▸ **Task requirements**
a: Translate this sentence from the credit risk article below into Spanish: "Every invoice you issue is an act of trust."
b: Using the credit risk article below, answer these:
(i) Who is credited as the author?
(ii) On what date was it published?
(iii) What fundamental question must be answered before extending any form of credit?
c: In the credit risk article below, turn the paragraph beginning "Understanding the legal status of your customer" into a short bulleted list that keeps its main facts.

▸ **Selected excerpt**

--------------------

Credit Control

Understanding Credit Risk: Know Your Customer

How to assess credit risk, build effective credit policies, and use forensic account reviews to resolve legacy debts.

Written by RCU Team

Published on 01/03/2026

Why Knowing Your Customer Matters

Every invoice you issue is an act of trust. You are providing goods or services today on the basis that your customer will pay you tomorrow. The question is: how well do you actually know the entity you are trusting with your money?

Understanding the legal status of your customer, their financial health, and their payment behaviour is not a bureaucratic exercise; it is the single most important step you can take to protect your business from bad debt. Getting this right means fewer surprises, faster payment, and a cleaner sales ledger. Getting it wrong means chasing, disputing, writing off, and, in the worst cases, not being able to recover anything at all.

Before extending any form of credit, you need to answer one fundamental question: who is legally liable for payment?

--------------------

▸ **Material provided**
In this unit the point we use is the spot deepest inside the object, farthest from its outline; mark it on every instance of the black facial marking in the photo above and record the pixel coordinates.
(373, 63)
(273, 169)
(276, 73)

--------------------

▸ **Written answers**
a: Cada factura que emites es un acto de confianza.

b:
(i) RCU Team
(ii) 01/03/2026
(iii) Who is legally liable for payment?

c:
- Knowing a customer's legal status, financial health and payment behavior is the most important step in protecting a business from bad debt, not a bureaucratic exercise.
- Done well, it brings fewer surprises, faster payment and a cleaner sales ledger.
- Done badly, it leads to chasing, disputes and write-offs, and in the worst cases, nothing can be recovered.